# [Selected text]
## Begin
Boynton v. State Ex Rel. Mincer

Annotate this Case

75 So. 2d 211 (1954)

James BOYNTON et al., Appellant, v. STATE of Florida ex rel. Glenn C. MINCER, as State Attorney, and John D. Marsh, as Assistant State Attorney, Appellees.

Supreme Court of Florida. En Banc.

October 22, 1954.

*212 James S. Rainwater and O.B. White and E.S. Corlett, Miami, for appellants.

Richard W. Ervin, Atty. Gen., and Mark R. Hawes, Gainesville, for appellee.

TERRELL, Justice.

This suit was instituted by the State under Section 64.11, Florida Statutes 1951, F.S.A. to enjoin a nuisance. The complaint charges that James Boynton is the principal and the other defendants are his agents or employees and that they engaged in the business of operating a lottery and bookmaking business contrary to Section 823.05, F.S.A. A motion to dismiss the complaint was overruled, an answer was filed in which defendants declined response to the material allegations of the complaint, including interrogatories propounded by the State, on the ground that it might tend to incriminate them in the State and Federal Courts. A hearing was had on bill and answer resulting in an order restraining defendants from the use of described property in Dade County for the purpose of promulgating, printing or selling lottery tickets or in setting up and having in their possession gambling devices which would aid in any unlawful conspiracy to which they were parties. We are confronted with an appeal from this decree.

The point for determination is whether or not the trial court committed error in entering the permanent injunction against defendants and in abating certain gambling nuisances at specified addresses in Dade County.

Section 823.05, F.S.A., enumerates the places that may be abated as nuisances under Section 64.11, Florida Statutes 1951, F.S.A. Included in the list is any "building, booth, tent or place which tends to annoy the community * * * or become manifestly injurious to the morals or manners of the people * * * or shall be frequented by the class of persons mentioned in § 856.02, or any * * * place or building where games of chance are engaged in in violation of law or any place where any law of the State of Florida is violated, shall be deemed guilty of maintaining a nuisance" and shall be so declared.
## End
Raw records:
## Begin
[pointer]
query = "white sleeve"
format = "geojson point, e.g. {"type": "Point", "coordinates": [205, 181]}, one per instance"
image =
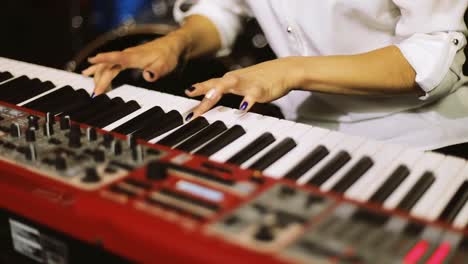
{"type": "Point", "coordinates": [225, 14]}
{"type": "Point", "coordinates": [431, 37]}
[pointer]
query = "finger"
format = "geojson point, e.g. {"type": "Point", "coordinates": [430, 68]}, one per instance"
{"type": "Point", "coordinates": [211, 98]}
{"type": "Point", "coordinates": [105, 80]}
{"type": "Point", "coordinates": [90, 70]}
{"type": "Point", "coordinates": [247, 103]}
{"type": "Point", "coordinates": [154, 71]}
{"type": "Point", "coordinates": [114, 57]}
{"type": "Point", "coordinates": [227, 83]}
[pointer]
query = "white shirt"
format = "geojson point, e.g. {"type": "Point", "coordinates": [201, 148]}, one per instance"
{"type": "Point", "coordinates": [429, 33]}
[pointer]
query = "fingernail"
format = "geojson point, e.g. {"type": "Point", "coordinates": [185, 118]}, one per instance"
{"type": "Point", "coordinates": [244, 106]}
{"type": "Point", "coordinates": [189, 116]}
{"type": "Point", "coordinates": [150, 74]}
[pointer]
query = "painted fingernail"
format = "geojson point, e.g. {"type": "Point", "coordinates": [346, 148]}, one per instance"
{"type": "Point", "coordinates": [189, 116]}
{"type": "Point", "coordinates": [244, 106]}
{"type": "Point", "coordinates": [210, 94]}
{"type": "Point", "coordinates": [191, 89]}
{"type": "Point", "coordinates": [150, 74]}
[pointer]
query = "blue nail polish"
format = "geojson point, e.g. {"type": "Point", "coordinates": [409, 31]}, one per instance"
{"type": "Point", "coordinates": [191, 89]}
{"type": "Point", "coordinates": [189, 116]}
{"type": "Point", "coordinates": [244, 106]}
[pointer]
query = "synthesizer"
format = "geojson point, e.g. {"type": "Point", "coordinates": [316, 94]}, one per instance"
{"type": "Point", "coordinates": [121, 178]}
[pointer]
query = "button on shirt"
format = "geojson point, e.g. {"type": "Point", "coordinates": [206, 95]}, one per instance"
{"type": "Point", "coordinates": [429, 33]}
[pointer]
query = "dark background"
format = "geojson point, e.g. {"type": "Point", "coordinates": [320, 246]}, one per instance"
{"type": "Point", "coordinates": [41, 31]}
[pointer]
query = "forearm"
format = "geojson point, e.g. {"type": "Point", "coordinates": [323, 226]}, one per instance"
{"type": "Point", "coordinates": [198, 36]}
{"type": "Point", "coordinates": [382, 71]}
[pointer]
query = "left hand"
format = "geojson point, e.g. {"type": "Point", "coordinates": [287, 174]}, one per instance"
{"type": "Point", "coordinates": [261, 83]}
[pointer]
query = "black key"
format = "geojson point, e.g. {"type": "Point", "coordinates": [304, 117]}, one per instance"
{"type": "Point", "coordinates": [455, 204]}
{"type": "Point", "coordinates": [335, 164]}
{"type": "Point", "coordinates": [118, 113]}
{"type": "Point", "coordinates": [309, 161]}
{"type": "Point", "coordinates": [35, 91]}
{"type": "Point", "coordinates": [115, 104]}
{"type": "Point", "coordinates": [140, 121]}
{"type": "Point", "coordinates": [53, 97]}
{"type": "Point", "coordinates": [9, 88]}
{"type": "Point", "coordinates": [203, 136]}
{"type": "Point", "coordinates": [417, 191]}
{"type": "Point", "coordinates": [169, 121]}
{"type": "Point", "coordinates": [5, 76]}
{"type": "Point", "coordinates": [184, 132]}
{"type": "Point", "coordinates": [222, 141]}
{"type": "Point", "coordinates": [390, 185]}
{"type": "Point", "coordinates": [97, 110]}
{"type": "Point", "coordinates": [253, 148]}
{"type": "Point", "coordinates": [21, 85]}
{"type": "Point", "coordinates": [98, 104]}
{"type": "Point", "coordinates": [81, 101]}
{"type": "Point", "coordinates": [274, 154]}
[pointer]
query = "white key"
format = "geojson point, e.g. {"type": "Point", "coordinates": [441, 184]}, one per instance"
{"type": "Point", "coordinates": [368, 148]}
{"type": "Point", "coordinates": [254, 125]}
{"type": "Point", "coordinates": [365, 186]}
{"type": "Point", "coordinates": [461, 220]}
{"type": "Point", "coordinates": [306, 143]}
{"type": "Point", "coordinates": [290, 129]}
{"type": "Point", "coordinates": [349, 144]}
{"type": "Point", "coordinates": [428, 162]}
{"type": "Point", "coordinates": [447, 178]}
{"type": "Point", "coordinates": [407, 158]}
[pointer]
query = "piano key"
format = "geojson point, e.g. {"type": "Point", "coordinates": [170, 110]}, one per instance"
{"type": "Point", "coordinates": [425, 162]}
{"type": "Point", "coordinates": [114, 105]}
{"type": "Point", "coordinates": [22, 82]}
{"type": "Point", "coordinates": [222, 141]}
{"type": "Point", "coordinates": [168, 122]}
{"type": "Point", "coordinates": [274, 154]}
{"type": "Point", "coordinates": [456, 203]}
{"type": "Point", "coordinates": [255, 125]}
{"type": "Point", "coordinates": [348, 144]}
{"type": "Point", "coordinates": [361, 167]}
{"type": "Point", "coordinates": [5, 76]}
{"type": "Point", "coordinates": [253, 148]}
{"type": "Point", "coordinates": [392, 182]}
{"type": "Point", "coordinates": [280, 131]}
{"type": "Point", "coordinates": [50, 98]}
{"type": "Point", "coordinates": [97, 105]}
{"type": "Point", "coordinates": [429, 206]}
{"type": "Point", "coordinates": [186, 131]}
{"type": "Point", "coordinates": [149, 116]}
{"type": "Point", "coordinates": [415, 193]}
{"type": "Point", "coordinates": [79, 100]}
{"type": "Point", "coordinates": [307, 143]}
{"type": "Point", "coordinates": [202, 137]}
{"type": "Point", "coordinates": [363, 188]}
{"type": "Point", "coordinates": [35, 90]}
{"type": "Point", "coordinates": [110, 117]}
{"type": "Point", "coordinates": [310, 160]}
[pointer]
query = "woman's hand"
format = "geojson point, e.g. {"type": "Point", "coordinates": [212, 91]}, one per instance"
{"type": "Point", "coordinates": [156, 58]}
{"type": "Point", "coordinates": [260, 83]}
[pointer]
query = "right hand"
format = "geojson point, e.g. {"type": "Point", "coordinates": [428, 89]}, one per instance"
{"type": "Point", "coordinates": [156, 58]}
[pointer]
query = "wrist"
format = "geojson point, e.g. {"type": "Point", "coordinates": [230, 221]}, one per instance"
{"type": "Point", "coordinates": [183, 41]}
{"type": "Point", "coordinates": [297, 74]}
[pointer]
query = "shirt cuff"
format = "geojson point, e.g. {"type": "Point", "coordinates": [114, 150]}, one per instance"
{"type": "Point", "coordinates": [433, 57]}
{"type": "Point", "coordinates": [226, 18]}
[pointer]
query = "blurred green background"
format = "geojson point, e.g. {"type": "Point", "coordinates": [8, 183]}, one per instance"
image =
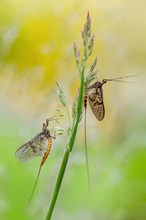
## End
# [Task instructions]
- 1) Name every lawyer listed as counsel for the appellants or the appellee in the court opinion.
- 2) Continue the court opinion from the point where it stops.

# [Solved tasks]
- 1) James S. Rainwater, O.B. White, E.S. Corlett, Richard W. Ervin, Mark R. Hawes

- 2)
It is not denied that Boynton and other named defendants had purchased and were in possession of a Federal gambling stamp. The business addresses of the purchasers were listed and correspond to the premises described in the complaint. It is also shown that each defendant paid the price exacted to secure the stamp and as required by *213 Federal law all of the defendants have paid ten percent of their gross gambling income to the Federal government. The State admits that the gambling stamps were required only for conducting lotteries and bookmaking operations.

Relying on the fact that defendants purchased Federal gambling stamps, listed the places where they propose to conduct gambling activities, and paid the excise tax required by Section 3285, Internal Revenue Code, 26 U.S.C.A., the State contends that defendants and each of them are engaged in the lottery and bookmaking operations which the statute declares to be a nuisance. In response to the State's contention, defendants interpose the defense of self-incrimination guaranteed by the Fifth Amendment to the United States Constitution and Section 12, Declaration of Rights, Florida Constitution, F.S.A. They interposed the same defense for refusal to answer interrogatories interposed by the State.

The State meets this defense head on with the postulate that it dissolves under the immunity statute, Section 932.29, Florida Statutes 1951, F.S.A., as follows:

"No person shall be excused from attending and testifying, or producing any book, paper or other document before any court upon any investigation, proceeding or trial, for a violation of any of the statutes of this state against bribery, burglary, larceny, gaming or gambling, or of any of the statutes against the illegal sale of spirituous, vinous or malt liquors, upon the ground or for the reason that the testimony or evidence, documentary or otherwise, required of him may tend to convict him of a crime or to subject him to a penalty or forfeiture, but no person shall be prosecuted or subjected to any penalty or forfeiture for or on account of any transaction, matter or thing concerning which he may so testify or produce evidence, documentary or otherwise, and no testimony so given or produced shall be received against him upon any criminal investigation or proceeding."

Supporting its contention that the immunity statute relieves defendants from prosecution, the State says that every allegation in the complaint went to the gambling activities of appellants, that they were required to answer these allegations, that Equity Rule 34, 31 F.S.A., requires them to admit or deny each charge in the complaint and had they done so they would have been granted immunity from prosecution. The State also contends that their failure to deny the charges amounted in law to a direct admission of them and when admitted they were proof sufficient to support the court's decree. A thorough discussion of the quoted immunity statute as to witness before a grand jury may be found in State ex rel. Mitchell v. Kelly, Fla., 71 So. 2d 887.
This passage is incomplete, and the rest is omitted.